[4/8] xfs: async blkdev cache flush

Message ID	20210223033442.3267258-5-david@fromorbit.com (mailing list archive)
State	Superseded
Headers	show Return-Path: <linux-xfs-owner@kernel.org> From: Dave Chinner <david@fromorbit.com> To: linux-xfs@vger.kernel.org Subject: [PATCH 4/8] xfs: async blkdev cache flush Date: Tue, 23 Feb 2021 14:34:38 +1100 Message-Id: <20210223033442.3267258-5-david@fromorbit.com> In-Reply-To: <20210223033442.3267258-1-david@fromorbit.com> References: <20210223033442.3267258-1-david@fromorbit.com> MIME-Version: 1.0 Content-Transfer-Encoding: 8bit Precedence: bulk
Series	[1/8] xfs: log stripe roundoff is a property of the log \| expand [1/8] xfs: log stripe roundoff is a property of the log [2/8] xfs: separate CIL commit record IO [3/8] xfs: move and rename xfs_blkdev_issue_flush [4/8] xfs: async blkdev cache flush [5/8] xfs: CIL checkpoint flushes caches unconditionally [6/8] xfs: remove need_start_rec parameter from xlog_write() [7/8] xfs: journal IO cache flush reductions [8/8] xfs: Fix CIL throttle hang when CIL space used going backwards

Message ID

20210223033442.3267258-5-david@fromorbit.com (mailing list archive)

**Provided information**
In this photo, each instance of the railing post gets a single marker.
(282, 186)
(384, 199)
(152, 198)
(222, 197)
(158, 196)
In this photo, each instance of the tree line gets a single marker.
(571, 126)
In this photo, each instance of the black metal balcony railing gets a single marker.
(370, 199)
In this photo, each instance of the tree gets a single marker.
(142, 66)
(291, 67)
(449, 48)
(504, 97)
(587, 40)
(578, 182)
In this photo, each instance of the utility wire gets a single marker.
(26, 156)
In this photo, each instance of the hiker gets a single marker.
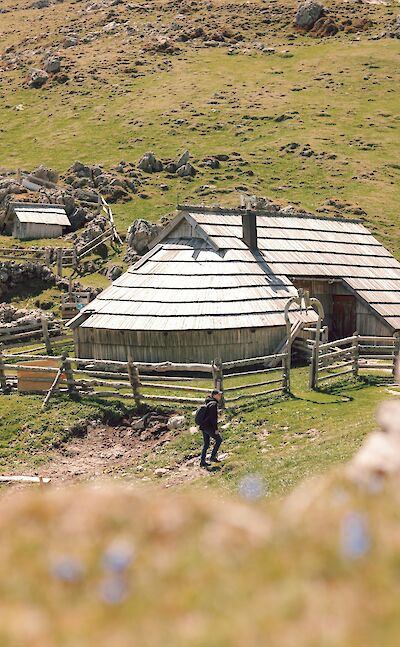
(207, 419)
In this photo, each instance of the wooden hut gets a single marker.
(216, 281)
(27, 221)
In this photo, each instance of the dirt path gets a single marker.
(117, 451)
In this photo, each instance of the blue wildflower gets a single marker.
(118, 557)
(67, 569)
(252, 487)
(354, 536)
(113, 590)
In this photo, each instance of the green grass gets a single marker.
(288, 440)
(347, 106)
(28, 434)
(283, 440)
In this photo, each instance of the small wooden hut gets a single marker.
(27, 221)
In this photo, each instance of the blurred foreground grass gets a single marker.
(123, 566)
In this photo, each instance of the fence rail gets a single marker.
(163, 382)
(351, 355)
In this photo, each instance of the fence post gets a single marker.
(356, 345)
(69, 374)
(47, 256)
(313, 367)
(218, 377)
(56, 380)
(46, 336)
(134, 380)
(396, 357)
(74, 257)
(59, 261)
(3, 380)
(286, 373)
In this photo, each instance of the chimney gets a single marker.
(249, 228)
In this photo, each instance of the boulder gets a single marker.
(40, 4)
(186, 171)
(183, 159)
(81, 170)
(37, 78)
(308, 13)
(150, 164)
(113, 272)
(44, 173)
(52, 65)
(78, 218)
(140, 235)
(176, 422)
(70, 41)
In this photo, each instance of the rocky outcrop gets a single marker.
(36, 78)
(140, 234)
(11, 317)
(150, 164)
(308, 13)
(13, 274)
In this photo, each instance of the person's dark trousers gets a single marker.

**To do**
**A)** Using the patch page above, answer these:
(i) What state is this patch listed in?
(ii) Who sent the patch?
(iii) What is the title of patch 5 in the series?
**B)** Do these statements agree with the patch page above? Answer yes or no for each, quoting the words that decide it.
(i) The patch was addressed to linux-xfs@vger.kernel.org.
(ii) The series contains ten patches.
(iii) Patch 3 of the series moves and renames xfs_blkdev_issue_flush.

**The replies**
**A)**
(i) Superseded
(ii) Dave Chinner
(iii) xfs: CIL checkpoint flushes caches unconditionally

**B)**
(i) Yes: "To: linux-xfs@vger.kernel.org"
(ii) No: "[8/8] xfs: Fix CIL throttle hang when CIL space used going backwards"
(iii) Yes: "[3/8] xfs: move and rename xfs_blkdev_issue_flush"